§ **Metin bölümü**:
- - - - - - -

Sürekli kızarmış ve yaralı bir boğazın olması, yüzün ve yanakların şişerek sincap gibi bir görüntüye sahip olma, sürekli kusma sebebiyle mide kapağında problemlerin oluşması ve reflü, mide asitleriyle sürekli temastan dolayı diş minelerinin erimesi ve diş çürümeleri, haddinden fazla laksatif kullanımı sebebiyle bağırsak problemleri, haddinden fazla diüretik kullanımı sebebiyle oluşan böbrek sorunları ve sıvı kaybından dolayı oluşan sorunlar bulimiya nervoza hastalarının karşılaştıkları diğer medikal sorunlardır.
Yeme bozuklukları ve beslenme tedavisi bulimiya nervoza hastalarına uygulanırken hastaların ilaç kullanımıyla beraber psikoterapi almaları gerekmektedir. Hastalar genelde tedaviye ihtiyaçları olduğuna inanmazlar ve tedaviye ikna edilmeleri gerekir. Genel beslenme eğitimi ve beslenme danışmanlığı ile hastaya düzenli yeme alışkanlığı tekrar kazandırılır, bu tedavinin bulimiya nervoza üzerinde oldukça etkili olduğu kanıtlanmıştır.

- - - - - - -

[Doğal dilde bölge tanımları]
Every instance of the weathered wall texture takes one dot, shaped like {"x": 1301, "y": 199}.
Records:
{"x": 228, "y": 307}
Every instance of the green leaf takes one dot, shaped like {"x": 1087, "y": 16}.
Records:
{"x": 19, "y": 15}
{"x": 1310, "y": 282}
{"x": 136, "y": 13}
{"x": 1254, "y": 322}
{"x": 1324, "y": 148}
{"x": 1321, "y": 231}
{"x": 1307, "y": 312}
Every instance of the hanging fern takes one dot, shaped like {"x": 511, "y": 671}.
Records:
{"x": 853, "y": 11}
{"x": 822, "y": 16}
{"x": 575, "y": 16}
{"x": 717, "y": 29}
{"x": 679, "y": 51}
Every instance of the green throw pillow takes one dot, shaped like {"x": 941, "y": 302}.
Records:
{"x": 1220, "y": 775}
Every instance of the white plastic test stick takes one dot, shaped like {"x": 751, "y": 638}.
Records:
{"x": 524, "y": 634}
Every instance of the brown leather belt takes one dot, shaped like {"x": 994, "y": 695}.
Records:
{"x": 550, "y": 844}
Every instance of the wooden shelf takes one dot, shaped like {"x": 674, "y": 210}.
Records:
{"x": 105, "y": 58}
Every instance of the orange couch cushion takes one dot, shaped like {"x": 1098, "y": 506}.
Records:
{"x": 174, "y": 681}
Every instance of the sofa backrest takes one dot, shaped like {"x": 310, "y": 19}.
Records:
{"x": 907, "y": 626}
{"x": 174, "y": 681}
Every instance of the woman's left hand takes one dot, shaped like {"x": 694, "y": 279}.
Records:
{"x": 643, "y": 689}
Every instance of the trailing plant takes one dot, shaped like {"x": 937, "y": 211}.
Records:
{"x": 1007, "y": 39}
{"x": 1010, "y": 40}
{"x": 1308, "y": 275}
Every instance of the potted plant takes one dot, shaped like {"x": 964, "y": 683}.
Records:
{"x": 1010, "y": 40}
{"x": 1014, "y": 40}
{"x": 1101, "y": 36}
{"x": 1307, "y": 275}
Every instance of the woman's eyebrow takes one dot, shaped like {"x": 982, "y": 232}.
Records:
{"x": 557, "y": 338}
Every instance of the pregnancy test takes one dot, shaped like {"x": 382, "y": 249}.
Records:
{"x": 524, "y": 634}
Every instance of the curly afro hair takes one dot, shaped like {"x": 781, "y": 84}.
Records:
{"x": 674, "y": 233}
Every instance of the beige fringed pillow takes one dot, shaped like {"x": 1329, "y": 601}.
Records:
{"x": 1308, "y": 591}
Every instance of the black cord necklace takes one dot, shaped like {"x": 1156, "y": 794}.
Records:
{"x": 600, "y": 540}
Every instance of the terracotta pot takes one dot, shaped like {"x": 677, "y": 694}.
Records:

- - - - - - -

§ **Yönergeler**:
(1) Bulimiya nervoza metnine göre hastaya düzenli yeme alışkanlığı neyle yeniden kazandırılır?
(2) Bulimiya nervoza metninin "Yeme bozuklukları ve" sözlerinden "etkili olduğu kanıtlanmıştır." sözlerine kadar olan kısmını, bu son sözler de dahil, hiç değiştirmeden yazdır.
(3) Bulimiya nervoza metnini kaldığı yerden devam ettir.

§ **Cevaplar**:
(1) Genel beslenme eğitimi ve beslenme danışmanlığı ile.

(2)
Yeme bozuklukları ve beslenme tedavisi bulimiya nervoza hastalarına uygulanırken hastaların ilaç kullanımıyla beraber psikoterapi almaları gerekmektedir. Hastalar genelde tedaviye ihtiyaçları olduğuna inanmazlar ve tedaviye ikna edilmeleri gerekir. Genel beslenme eğitimi ve beslenme danışmanlığı ile hastaya düzenli yeme alışkanlığı tekrar kazandırılır, bu tedavinin bulimiya nervoza üzerinde oldukça etkili olduğu kanıtlanmıştır.

(3)
Tıkınırcasına Yeme Bozukluğu
Bu hastalığın ilk parçası bulimiya nervoza ile oldukça benzerdir. Hastalar sık gelen yeme atakları ile oldukça fazla kalori tüketirler ve bu ataklar sırasında kendilerini kontrolden çıkmış hissederler. Bulimiya nervozadan farklı olarak tıkınırcasına yeme bozukluğunda hastalar, bu davranışı telafi etmek için kendilerini kusturma, aç bırakma, aşırı egzersiz yapma ya da laksatif kullanımı gibi davranışlara yönelmezler. Fazla yemenin yol açtığı utanç, kendinden iğrenme duygusu, suçluluk ve sıkıntı tekrar aynı döngüye girilmesine sebep olmaktadır. Bunun sonucunda tıkınırcasına yeme bozukluğuna sahip hastalar normalin biraz üstü ya da normalin çok üstü kiloya sahip olurlar, aynı zamanda obezite hastalığına da sahiptirler. Bu hastalar özellikle kalp damar hastalıkları ve yüksek tansiyon riski taşırlar.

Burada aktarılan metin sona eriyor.